----- Source material -----
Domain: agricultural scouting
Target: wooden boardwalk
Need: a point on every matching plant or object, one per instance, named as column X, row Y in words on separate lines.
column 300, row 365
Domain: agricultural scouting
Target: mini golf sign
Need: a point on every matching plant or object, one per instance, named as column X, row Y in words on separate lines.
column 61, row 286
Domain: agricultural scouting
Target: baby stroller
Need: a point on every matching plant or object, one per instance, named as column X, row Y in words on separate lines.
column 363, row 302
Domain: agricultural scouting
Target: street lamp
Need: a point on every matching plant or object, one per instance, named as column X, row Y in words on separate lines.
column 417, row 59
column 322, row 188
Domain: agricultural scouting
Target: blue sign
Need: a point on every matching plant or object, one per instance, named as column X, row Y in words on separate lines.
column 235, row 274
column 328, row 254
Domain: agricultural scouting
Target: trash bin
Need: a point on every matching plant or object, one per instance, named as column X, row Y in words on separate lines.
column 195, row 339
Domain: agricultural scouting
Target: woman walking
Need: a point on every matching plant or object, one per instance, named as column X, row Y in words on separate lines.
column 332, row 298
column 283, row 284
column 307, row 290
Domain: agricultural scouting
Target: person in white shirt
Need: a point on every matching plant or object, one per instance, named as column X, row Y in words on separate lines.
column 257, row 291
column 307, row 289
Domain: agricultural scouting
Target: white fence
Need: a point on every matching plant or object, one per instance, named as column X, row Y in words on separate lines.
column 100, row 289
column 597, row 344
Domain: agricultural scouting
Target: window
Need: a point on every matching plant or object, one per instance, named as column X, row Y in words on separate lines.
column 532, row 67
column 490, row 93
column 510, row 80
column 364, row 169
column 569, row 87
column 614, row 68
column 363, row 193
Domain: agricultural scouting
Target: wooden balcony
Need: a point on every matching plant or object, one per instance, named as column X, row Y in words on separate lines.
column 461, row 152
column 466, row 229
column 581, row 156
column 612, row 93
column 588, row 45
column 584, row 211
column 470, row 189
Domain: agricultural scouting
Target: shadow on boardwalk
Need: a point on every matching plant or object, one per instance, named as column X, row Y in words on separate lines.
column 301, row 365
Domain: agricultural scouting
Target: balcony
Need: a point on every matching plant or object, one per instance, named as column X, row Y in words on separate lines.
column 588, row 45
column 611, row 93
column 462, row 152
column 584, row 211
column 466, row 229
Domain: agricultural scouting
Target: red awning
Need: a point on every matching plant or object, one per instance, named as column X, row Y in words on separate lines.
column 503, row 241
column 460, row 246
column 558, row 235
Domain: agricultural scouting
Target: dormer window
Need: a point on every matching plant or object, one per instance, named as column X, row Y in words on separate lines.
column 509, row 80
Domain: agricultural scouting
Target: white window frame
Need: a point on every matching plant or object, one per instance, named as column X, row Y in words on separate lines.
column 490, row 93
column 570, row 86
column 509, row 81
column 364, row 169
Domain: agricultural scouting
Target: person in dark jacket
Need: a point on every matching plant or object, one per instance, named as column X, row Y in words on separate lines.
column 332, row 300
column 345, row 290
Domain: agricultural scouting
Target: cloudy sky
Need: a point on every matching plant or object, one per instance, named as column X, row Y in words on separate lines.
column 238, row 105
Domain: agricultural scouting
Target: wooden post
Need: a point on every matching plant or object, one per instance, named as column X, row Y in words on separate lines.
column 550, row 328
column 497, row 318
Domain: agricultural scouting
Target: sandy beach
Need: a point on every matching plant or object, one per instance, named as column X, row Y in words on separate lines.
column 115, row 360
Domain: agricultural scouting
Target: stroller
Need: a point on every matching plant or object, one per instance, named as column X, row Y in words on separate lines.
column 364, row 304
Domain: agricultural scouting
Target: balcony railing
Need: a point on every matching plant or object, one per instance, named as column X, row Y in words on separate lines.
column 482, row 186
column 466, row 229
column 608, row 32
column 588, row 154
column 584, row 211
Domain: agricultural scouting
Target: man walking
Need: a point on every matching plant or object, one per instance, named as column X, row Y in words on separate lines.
-----
## Work order
Reproduce all of the records, keeping every character unchanged.

## Answer to the problem
Domain: agricultural scouting
Target: wooden boardwalk
Need: a point on every matching plant or object, one per instance, named as column X, row Y in words on separate lines.
column 300, row 365
Domain: agricultural scouting
Target: mini golf sign
Need: a point on every matching plant or object, one per instance, named as column X, row Y in words on separate lines.
column 61, row 286
Domain: agricultural scouting
Target: baby stroller
Need: a point on every matching plant or object, one per instance, named as column X, row Y in words on separate lines.
column 363, row 302
Domain: agricultural scouting
Target: street lamp
Need: a point on every matching plant or object, one per instance, named as column X, row Y in words on separate lines.
column 417, row 59
column 322, row 188
Domain: agricultural scouting
Target: blue sign
Need: a point on every matching plant or object, one per instance, named as column X, row Y in words on separate lines.
column 235, row 274
column 328, row 254
Domain: agricultural scouting
Target: trash bin
Need: a point on every matching plant or object, one per instance, named as column X, row Y in words on separate lines.
column 195, row 339
Domain: agricultural scouting
Target: woman walking
Need: a point on every matching plant or object, one per instance, named as column X, row Y in words on separate lines.
column 332, row 298
column 283, row 284
column 307, row 290
Domain: agricultural scouting
Target: person in white shirt
Need: a point on every matching plant or object, one per instance, named as column X, row Y in words on separate lines.
column 257, row 291
column 307, row 289
Domain: agricultural scouting
Target: white fence
Need: a point on every matching plant or object, one per instance, named as column X, row Y in words on separate lines.
column 100, row 289
column 597, row 344
Domain: agricultural scouting
Target: window
Need: a point on every matching plant or object, one per instance, named as column X, row Y in words on separate lines.
column 532, row 67
column 490, row 93
column 510, row 80
column 364, row 169
column 569, row 87
column 614, row 68
column 363, row 193
Domain: agricultural scouting
Target: wooden balcony
Need: a point on every matching plant or object, one per instance, named as column X, row Y in words on separate lines.
column 461, row 152
column 466, row 229
column 581, row 156
column 612, row 93
column 588, row 45
column 584, row 211
column 470, row 189
Domain: agricultural scouting
Target: shadow on boardwalk
Need: a point on every matching plant or object, one per instance, named as column X, row Y in words on separate lines.
column 301, row 365
Domain: agricultural scouting
Target: balcony
Need: a point on every matching plant or object, one per instance, named as column X, row Y in words on separate lines.
column 588, row 45
column 611, row 93
column 462, row 152
column 584, row 211
column 466, row 229
Domain: agricultural scouting
Target: red awning
Need: a point on every matching plant or object, one per instance, named as column X, row Y in words on separate lines.
column 503, row 241
column 460, row 246
column 558, row 235
Domain: agricultural scouting
Target: dormer window
Need: a point on every matching plant or object, one per instance, named as column X, row Y in words on separate lines.
column 509, row 80
Domain: agricultural scouting
Target: white window frame
Need: a point on every matching plant or object, one per instance, named as column X, row Y in words on separate lines.
column 490, row 93
column 570, row 86
column 509, row 81
column 364, row 169
Domain: agricultural scouting
Target: person in dark jacket
Need: a point on every matching plant or object, one per instance, named as column X, row Y in words on separate lines.
column 332, row 300
column 345, row 290
Domain: agricultural scouting
Target: cloudy sky
Need: a point on every matching plant or object, one per instance, named as column X, row Y in words on separate lines.
column 238, row 105
Domain: agricultural scouting
Target: wooden post
Need: a point on every matching plant or object, one per instance, named as column X, row Y in words on separate lines.
column 550, row 328
column 497, row 318
Domain: agricultural scouting
Target: sandy beach
Need: a point on every matching plant or object, one per instance, named as column X, row Y in words on separate lines.
column 115, row 360
Domain: agricultural scouting
Target: stroller
Need: a point on every matching plant or object, one per instance, named as column X, row Y in words on separate lines.
column 364, row 304
Domain: agricultural scouting
Target: balcony railing
Need: a point on every matching plant or object, one per instance, named as column X, row Y in words on separate lines.
column 482, row 186
column 466, row 229
column 608, row 32
column 588, row 154
column 584, row 211
Domain: agricultural scouting
Target: man walking
Need: a point on every matching plant or object, one per instance, named as column X, row Y in words on separate lines.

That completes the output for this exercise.